- [DOCUMENT PASSAGE]
I have previously mentioned my enduring love for Tron: Legacy, directed by visionary director Joseph Kosinski, but in case you are unaware, here’s a brief synopsis of my persistent adoration. At one point, I had a Tron wall in my room. I have 2 action figures on my shelf and a glow-in-the-dark Tron Funko Pop. I wrote one of the best academic papers of my life about this film – a 27 page essay entitled “Biodigital Jazz, Man.” I saw it three times in theaters, twice in 3D.
Why does this film resonate with me? To be honest, it’s not the narrative that appeals to me the most. It’s a perfectly serviceable film with great performances and a standard, yet engaging story – and a killer soundtrack. But the aspect I love the most is the visuals. Not only because they are stunning, but because they assist in telling the story and revealing character development and thematic elements MORE THAN ANY OTHER FILM I HAVE EVER SEEN. You can quote me on that.

- [EXTRACTED ENTRIES]
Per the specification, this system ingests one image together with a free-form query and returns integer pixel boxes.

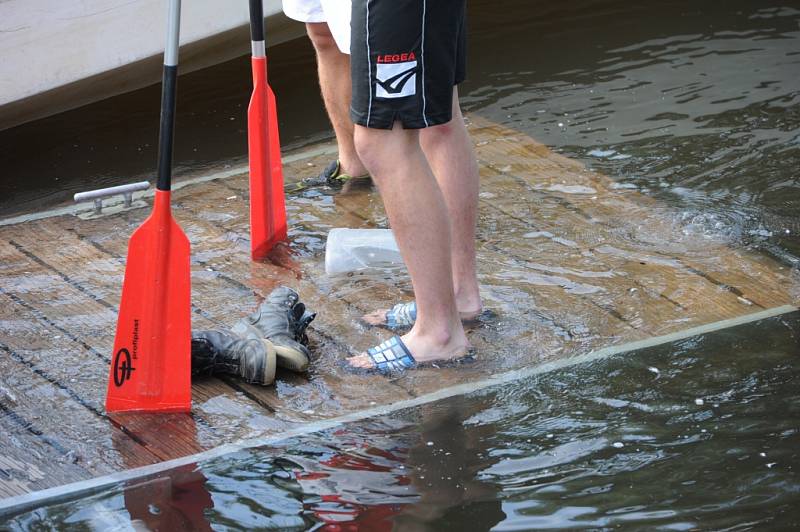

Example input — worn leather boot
[233,286,317,372]
[192,331,276,386]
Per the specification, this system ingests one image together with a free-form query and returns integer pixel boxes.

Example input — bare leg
[420,88,481,318]
[364,89,481,325]
[306,22,366,176]
[351,123,469,367]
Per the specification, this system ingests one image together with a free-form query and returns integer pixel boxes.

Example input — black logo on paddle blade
[114,347,136,388]
[375,64,417,94]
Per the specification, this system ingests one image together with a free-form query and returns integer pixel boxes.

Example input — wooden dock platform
[0,116,800,499]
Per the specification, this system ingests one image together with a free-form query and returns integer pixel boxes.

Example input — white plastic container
[325,228,403,274]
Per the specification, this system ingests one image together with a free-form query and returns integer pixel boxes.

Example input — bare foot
[361,307,482,328]
[347,330,470,368]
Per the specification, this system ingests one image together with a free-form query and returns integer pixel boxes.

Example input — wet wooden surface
[0,116,800,498]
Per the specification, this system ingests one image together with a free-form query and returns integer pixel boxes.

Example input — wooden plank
[0,394,93,498]
[0,241,234,452]
[0,332,157,474]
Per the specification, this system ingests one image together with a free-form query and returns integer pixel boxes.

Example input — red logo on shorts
[378,52,417,63]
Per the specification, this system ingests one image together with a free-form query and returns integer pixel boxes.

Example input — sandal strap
[386,301,417,329]
[367,336,417,373]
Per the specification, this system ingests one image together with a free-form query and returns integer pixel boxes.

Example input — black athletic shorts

- [CHALLENGE A]
From the Tron: Legacy passage, list every piece of Tron merchandise or decor that the writer says they have or once had.
- [CHALLENGE B]
In the records, substitute "shoe" for "boot" in the part that runs from the start of the records through the line containing "[351,123,469,367]". Give that part again with everything else unchanged, and leave the pictures out.

- [OUTPUT A]
- A Tron wall in their room
- Two action figures
- A glow-in-the-dark Tron Funko Pop

- [OUTPUT B]
Per the specification, this system ingests one image together with a free-form query and returns integer pixel boxes.


Example input — worn leather shoe
[233,286,317,372]
[192,331,276,386]
Per the specification, this system ingests one image together with a free-form query and returns integer pixel boxes.

Example input — bare leg
[420,88,481,318]
[364,89,481,325]
[306,22,366,176]
[351,123,469,367]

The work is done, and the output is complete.